▸ EXERCISE DESCRIPTION: Copy out, word for word, the whole post about utility-based AI and imitation learning for a game character.

▸ PAGE TEXT:
* * * * * * * * *

When Bob wakes up, he will of course eat apples from his inventory. But the next time he goes apple picking, he fills the inventory to a degree, similar to what the player has shown him to do.
My Concerns:
I see no way of implementing this with Utility-based AI. It would probably need some system that automatically changes weights or functions on runtime. But how should it know, why the player did what he did? I heard that the author of Behavioral Mathematics for Game AI pretty much loathes Machine Learning, so I am interested in alternatives to the following:
Imitiation Learning seems to be capable of doing what I want. My idea would be to create the Utility-based AI first, then let the Imitation Learning algorithm imitate that behavior to not being able to distinguish one from the other. Then the Imitation Learning algorithm takes into account what the player does.
My professor is absolutly hyped about Machine Learning and wants me to do it that way. But I am sceptical. In my Research Project I even wrote (shamelessly citing myself now ...)

* * * * * * * * *

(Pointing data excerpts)
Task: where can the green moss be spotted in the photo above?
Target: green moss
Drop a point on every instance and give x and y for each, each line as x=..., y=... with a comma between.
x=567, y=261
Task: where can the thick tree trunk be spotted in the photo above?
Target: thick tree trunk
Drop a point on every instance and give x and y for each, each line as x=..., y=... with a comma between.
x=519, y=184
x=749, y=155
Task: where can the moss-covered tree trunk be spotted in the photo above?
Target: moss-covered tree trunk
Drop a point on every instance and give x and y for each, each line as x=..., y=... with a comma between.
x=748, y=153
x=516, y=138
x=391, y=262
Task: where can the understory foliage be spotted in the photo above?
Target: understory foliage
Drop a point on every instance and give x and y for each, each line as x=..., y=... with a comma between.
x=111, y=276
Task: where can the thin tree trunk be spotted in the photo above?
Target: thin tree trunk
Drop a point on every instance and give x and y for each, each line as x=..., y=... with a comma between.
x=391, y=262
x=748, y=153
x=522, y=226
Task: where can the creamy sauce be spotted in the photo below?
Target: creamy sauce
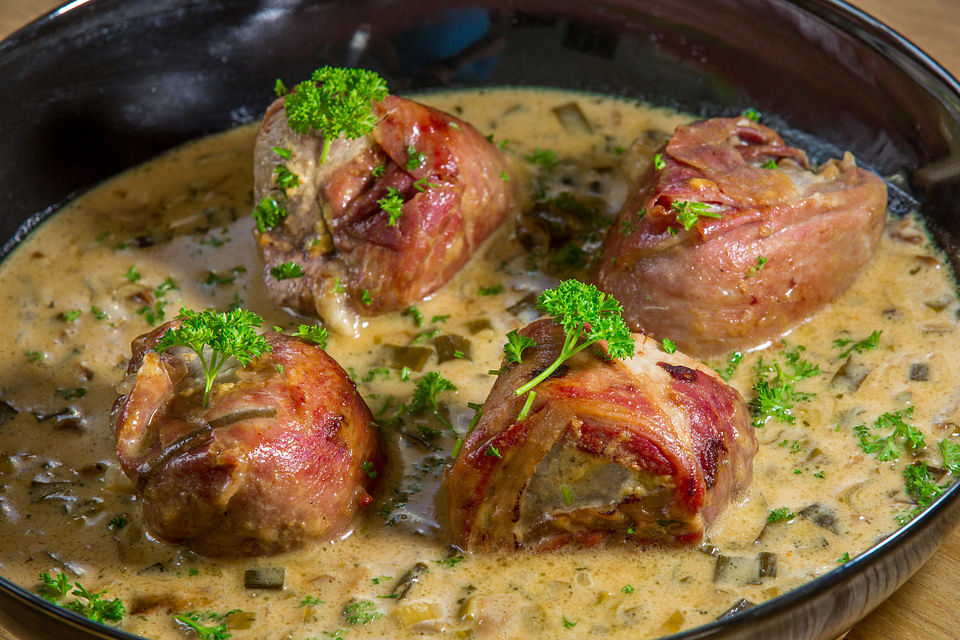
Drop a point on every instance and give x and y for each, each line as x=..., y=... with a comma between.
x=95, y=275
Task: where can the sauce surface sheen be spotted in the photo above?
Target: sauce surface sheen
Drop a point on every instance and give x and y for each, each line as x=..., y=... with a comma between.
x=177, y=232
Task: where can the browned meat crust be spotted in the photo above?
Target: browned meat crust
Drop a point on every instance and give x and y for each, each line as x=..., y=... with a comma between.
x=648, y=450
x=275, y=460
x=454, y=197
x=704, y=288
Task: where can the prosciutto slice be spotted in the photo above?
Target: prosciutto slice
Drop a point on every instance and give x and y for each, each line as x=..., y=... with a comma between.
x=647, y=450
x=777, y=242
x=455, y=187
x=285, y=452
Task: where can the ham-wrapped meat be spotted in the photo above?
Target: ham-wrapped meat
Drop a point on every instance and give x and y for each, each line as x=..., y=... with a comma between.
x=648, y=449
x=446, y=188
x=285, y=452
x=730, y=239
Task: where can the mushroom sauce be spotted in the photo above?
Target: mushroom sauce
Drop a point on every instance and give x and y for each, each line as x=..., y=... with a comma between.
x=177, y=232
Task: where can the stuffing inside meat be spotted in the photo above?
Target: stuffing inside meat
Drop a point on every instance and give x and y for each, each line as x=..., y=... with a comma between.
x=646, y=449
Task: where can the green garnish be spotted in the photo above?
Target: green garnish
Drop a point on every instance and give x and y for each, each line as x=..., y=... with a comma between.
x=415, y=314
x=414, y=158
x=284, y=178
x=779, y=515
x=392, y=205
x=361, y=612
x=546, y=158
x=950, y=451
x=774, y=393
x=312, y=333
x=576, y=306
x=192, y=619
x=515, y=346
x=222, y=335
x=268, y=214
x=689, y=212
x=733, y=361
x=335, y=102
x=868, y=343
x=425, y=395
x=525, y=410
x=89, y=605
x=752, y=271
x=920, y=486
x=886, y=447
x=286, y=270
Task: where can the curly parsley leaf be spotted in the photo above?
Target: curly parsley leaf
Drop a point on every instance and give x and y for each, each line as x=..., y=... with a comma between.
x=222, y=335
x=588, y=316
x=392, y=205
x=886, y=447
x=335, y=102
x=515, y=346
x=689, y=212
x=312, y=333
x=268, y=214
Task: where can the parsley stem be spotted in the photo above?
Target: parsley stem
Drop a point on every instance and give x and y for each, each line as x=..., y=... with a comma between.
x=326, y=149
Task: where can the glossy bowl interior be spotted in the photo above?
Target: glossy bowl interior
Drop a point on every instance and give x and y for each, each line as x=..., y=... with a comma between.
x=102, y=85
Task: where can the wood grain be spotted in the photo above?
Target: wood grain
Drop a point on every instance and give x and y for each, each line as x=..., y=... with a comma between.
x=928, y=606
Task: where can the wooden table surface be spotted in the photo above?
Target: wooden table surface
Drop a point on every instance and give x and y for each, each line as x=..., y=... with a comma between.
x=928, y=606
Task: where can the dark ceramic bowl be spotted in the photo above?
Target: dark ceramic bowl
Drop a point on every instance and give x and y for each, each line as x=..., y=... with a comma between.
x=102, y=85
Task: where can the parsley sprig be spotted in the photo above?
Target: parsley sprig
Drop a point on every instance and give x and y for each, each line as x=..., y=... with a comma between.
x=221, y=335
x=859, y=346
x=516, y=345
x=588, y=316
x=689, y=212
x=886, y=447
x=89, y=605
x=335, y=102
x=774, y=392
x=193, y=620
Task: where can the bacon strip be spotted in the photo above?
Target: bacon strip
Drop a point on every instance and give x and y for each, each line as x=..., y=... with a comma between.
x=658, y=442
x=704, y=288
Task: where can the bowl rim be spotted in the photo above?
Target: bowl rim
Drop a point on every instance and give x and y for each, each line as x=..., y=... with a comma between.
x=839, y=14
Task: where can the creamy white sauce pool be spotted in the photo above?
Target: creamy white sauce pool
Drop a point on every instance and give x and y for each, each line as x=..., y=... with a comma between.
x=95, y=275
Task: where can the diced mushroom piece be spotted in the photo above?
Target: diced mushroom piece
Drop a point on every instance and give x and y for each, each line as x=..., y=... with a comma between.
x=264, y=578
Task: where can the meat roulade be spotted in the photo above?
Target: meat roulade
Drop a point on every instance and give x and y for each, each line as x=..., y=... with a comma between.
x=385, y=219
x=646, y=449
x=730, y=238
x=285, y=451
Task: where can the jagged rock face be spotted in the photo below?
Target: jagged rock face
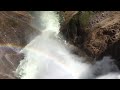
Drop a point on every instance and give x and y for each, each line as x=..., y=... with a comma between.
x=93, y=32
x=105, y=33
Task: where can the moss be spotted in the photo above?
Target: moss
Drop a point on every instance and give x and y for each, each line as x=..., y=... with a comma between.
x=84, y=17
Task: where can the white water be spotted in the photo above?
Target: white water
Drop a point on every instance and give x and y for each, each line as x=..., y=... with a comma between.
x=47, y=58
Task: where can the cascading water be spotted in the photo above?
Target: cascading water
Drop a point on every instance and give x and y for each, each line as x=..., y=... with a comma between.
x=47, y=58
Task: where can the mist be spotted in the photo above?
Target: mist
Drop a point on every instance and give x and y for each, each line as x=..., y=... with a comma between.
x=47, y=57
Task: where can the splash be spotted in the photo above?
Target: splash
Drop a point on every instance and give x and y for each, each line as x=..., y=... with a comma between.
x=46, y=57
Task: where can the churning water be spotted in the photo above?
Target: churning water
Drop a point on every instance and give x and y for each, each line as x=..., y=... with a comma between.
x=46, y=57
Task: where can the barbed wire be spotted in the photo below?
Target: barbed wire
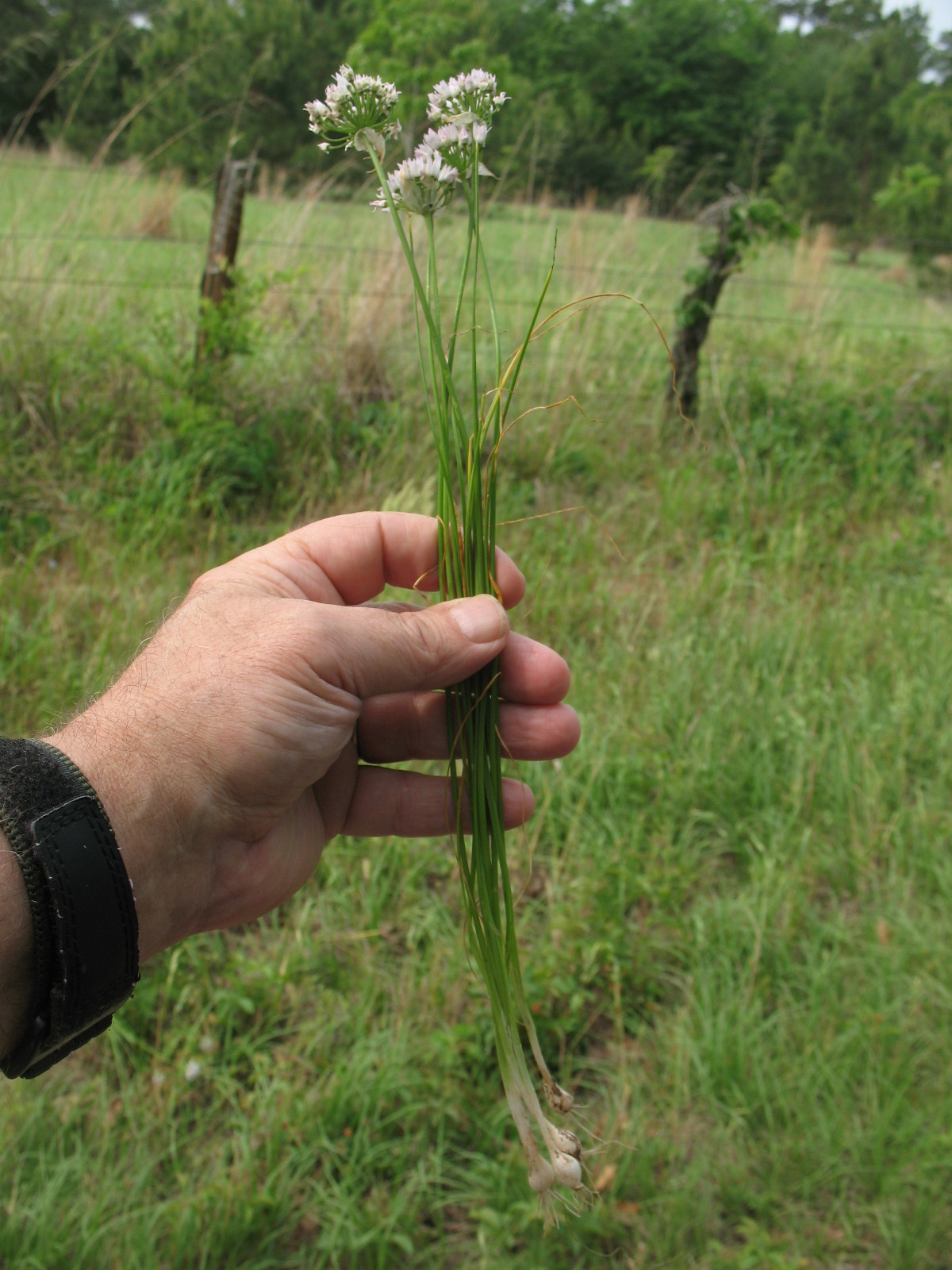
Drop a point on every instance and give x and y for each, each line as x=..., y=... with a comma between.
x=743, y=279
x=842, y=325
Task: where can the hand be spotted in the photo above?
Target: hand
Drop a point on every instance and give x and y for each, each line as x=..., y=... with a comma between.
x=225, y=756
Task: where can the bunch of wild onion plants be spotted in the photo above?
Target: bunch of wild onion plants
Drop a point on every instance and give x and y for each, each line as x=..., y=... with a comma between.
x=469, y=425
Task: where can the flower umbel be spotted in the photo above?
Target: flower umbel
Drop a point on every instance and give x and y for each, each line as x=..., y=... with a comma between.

* * * * * * * * *

▸ OUTPUT FOR THIS TASK:
When Bob wakes up, he will of course eat apples from his inventory. But the next time he goes apple picking, he fills the inventory to a degree, similar to what the player has shown him to do.
My Concerns:
I see no way of implementing this with Utility-based AI. It would probably need some system that automatically changes weights or functions on runtime. But how should it know, why the player did what he did? I heard that the author of Behavioral Mathematics for Game AI pretty much loathes Machine Learning, so I am interested in alternatives to the following:
Imitiation Learning seems to be capable of doing what I want. My idea would be to create the Utility-based AI first, then let the Imitation Learning algorithm imitate that behavior to not being able to distinguish one from the other. Then the Imitation Learning algorithm takes into account what the player does.
My professor is absolutly hyped about Machine Learning and wants me to do it that way. But I am sceptical. In my Research Project I even wrote (shamelessly citing myself now ...)